__Problem requirements__
Reproduce each line of the material below as a numbered list, skipping any blank lines. Leave the pictures out of your answer.

__Material for the task__
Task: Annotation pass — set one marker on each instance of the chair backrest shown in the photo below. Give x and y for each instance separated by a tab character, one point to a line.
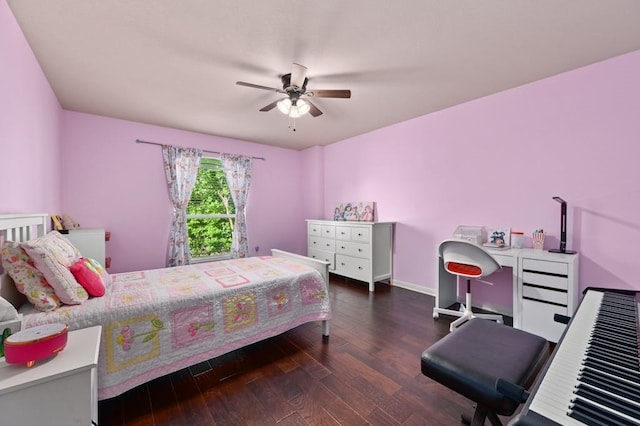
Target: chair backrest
467	259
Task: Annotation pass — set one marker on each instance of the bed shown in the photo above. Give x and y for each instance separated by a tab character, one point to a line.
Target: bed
155	322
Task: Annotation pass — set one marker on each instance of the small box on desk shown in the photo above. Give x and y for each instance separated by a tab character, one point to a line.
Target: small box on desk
473	234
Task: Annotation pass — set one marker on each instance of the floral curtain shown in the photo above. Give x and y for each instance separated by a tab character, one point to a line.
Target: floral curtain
181	168
238	170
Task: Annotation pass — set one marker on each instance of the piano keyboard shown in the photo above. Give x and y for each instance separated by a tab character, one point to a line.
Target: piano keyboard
594	376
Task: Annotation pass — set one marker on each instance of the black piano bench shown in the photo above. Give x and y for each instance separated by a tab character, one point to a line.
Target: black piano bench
472	358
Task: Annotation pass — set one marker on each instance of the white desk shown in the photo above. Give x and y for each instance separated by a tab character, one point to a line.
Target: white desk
543	284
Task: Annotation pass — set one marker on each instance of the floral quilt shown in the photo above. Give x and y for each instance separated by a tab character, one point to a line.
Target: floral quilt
158	321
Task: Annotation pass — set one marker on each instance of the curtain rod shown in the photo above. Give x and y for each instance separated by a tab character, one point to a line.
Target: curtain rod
204	150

__Output for this task__
1. Task: Annotation pass — set one marker on each instance of the chair backrest shown in the photo below. Give x and y for each instance separated by a tab character, one point to a line.
2. Target: chair backrest
3. 467	259
4. Task: Annotation pass — set one marker on each instance of the bed shown in the photo above. Give x and y for each instance separated by a tab character, one point to a line.
5. Target: bed
6. 155	322
7. Task: Annotation pass — set one marker on each instance of the small box on desk shown in the photo above. Give x and y for each instance separated by a tab character, one point to a line.
8. Target: small box on desk
9. 473	234
10. Task: Annotation pass — set one marker on each instance of the floral curtain shown in the photo above. Give x and y for each instance separated by a tab character, one point to a line.
11. Target: floral curtain
12. 181	168
13. 238	170
14. Task: Annotation pass — set one marker on each instance of the piano keyboard shown in the photo above. Give x and y for each instance separated by a tab character, one point to a line.
15. Target: piano keyboard
16. 594	376
17. Task: Annotation pass — set one marker on each instance of the black piano bench shown in the photo above. Give x and y for each instance separated by a tab character, one point to a line.
18. Target: black piano bench
19. 472	358
20. Task: Annotation pass — set one marker on each instance of the white desk shown in the photo above. Give x and y for each instance separated by a tab character, one point to a line.
21. Target: white desk
22. 543	284
23. Task: Annotation pass — set one marker on each instance of the floral quilt shown in the photo above. Give x and y for each instance separated by a tab character, one point to a line.
24. Target: floral quilt
25. 158	321
26. Task: Annotation pass — set one marker on each instance of the curtain rod shown in the photo above. Give x and y for each instance separated by a tab character, one point to a line.
27. Target: curtain rod
28. 204	150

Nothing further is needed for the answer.